Since you mention poetic songs, who are some of your favorite authors?

Nabokov is my favorite writer, but in that same vein I also love Martin Amis. He aspired to be a young Nabokov.  At least in the early days, he wrote with such fire, right up through The Information.  Sam Lipsyte, who teaches at Columbia, is another favorite.  His characters are dour and miserable. My taste in books is really different from my taste in songs.  If you applied my taste in books to songs, I would like songs with someone soloing virtuously the entire way. A song that makes no sense at all.  I like to read writers who are adept at their use of language, like the way Nabokov invents words all the time. I love writers who are challenging with words more than I love a good story.

Do you read much poetry?

I have a bunch of poetry books.  I like Wallace Stevens and William Carlos Williams. I went on a Wallace Stevens kick right when we reconvened to make this record. I wouldn't say that he's directly influenced my songwriting, but he has made my brain work in different ways.

What do you when you get writer's block?

I had horrible writer's block for Traffic and Weather, and as a result I only had three songs on that album.  In that case, I was consumed with alcohol and depression, so I stopped drinking and started writing.  I've never confronted it when there wasn't a handy explanation for why it was happening. 

The block was caused by external factors?

Yeah, I was drunk all the time. 

So you don't get blocked as much anymore?

I don't know.  I went through a pretty big phase of writing for this record, and as a result there are songs I've written that didn't even make the album.

How important is it for you to start and finish a song in the same sitting?

**COMPLETE THE FOLLOWING**
A. Retype the interview from "I had horrible" to "by external factors?".
B. Name every writer that the person answering in the interview mentions by name.
The listing has nothing to do with the interview.

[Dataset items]
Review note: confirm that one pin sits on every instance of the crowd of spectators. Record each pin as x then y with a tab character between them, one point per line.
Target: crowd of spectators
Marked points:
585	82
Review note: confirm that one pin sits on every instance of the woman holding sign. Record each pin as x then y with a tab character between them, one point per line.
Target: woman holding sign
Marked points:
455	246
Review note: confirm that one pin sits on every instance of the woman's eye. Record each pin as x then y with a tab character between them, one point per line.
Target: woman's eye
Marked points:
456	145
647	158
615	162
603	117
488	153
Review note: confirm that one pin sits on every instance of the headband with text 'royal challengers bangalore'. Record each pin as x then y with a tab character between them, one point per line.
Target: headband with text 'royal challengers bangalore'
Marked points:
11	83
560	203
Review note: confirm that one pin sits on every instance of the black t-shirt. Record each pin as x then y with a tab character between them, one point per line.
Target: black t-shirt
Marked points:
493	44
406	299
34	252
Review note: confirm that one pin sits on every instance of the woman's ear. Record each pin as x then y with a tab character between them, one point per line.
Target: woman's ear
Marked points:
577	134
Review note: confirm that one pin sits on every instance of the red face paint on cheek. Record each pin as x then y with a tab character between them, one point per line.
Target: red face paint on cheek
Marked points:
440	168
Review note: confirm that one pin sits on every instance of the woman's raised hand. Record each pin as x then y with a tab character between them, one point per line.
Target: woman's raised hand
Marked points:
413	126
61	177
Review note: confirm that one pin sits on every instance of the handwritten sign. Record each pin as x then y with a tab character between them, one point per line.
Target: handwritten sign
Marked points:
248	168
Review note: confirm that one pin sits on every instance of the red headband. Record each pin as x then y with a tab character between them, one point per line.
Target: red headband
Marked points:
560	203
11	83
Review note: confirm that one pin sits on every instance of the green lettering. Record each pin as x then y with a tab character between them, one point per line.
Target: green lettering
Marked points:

**RESPONSES IN ORDER**
A.
I had horrible writer's block for Traffic and Weather, and as a result I only had three songs on that album.  In that case, I was consumed with alcohol and depression, so I stopped drinking and started writing.  I've never confronted it when there wasn't a handy explanation for why it was happening. 

The block was caused by external factors?

B. Nabokov, Martin Amis, Sam Lipsyte, Wallace Stevens, William Carlos Williams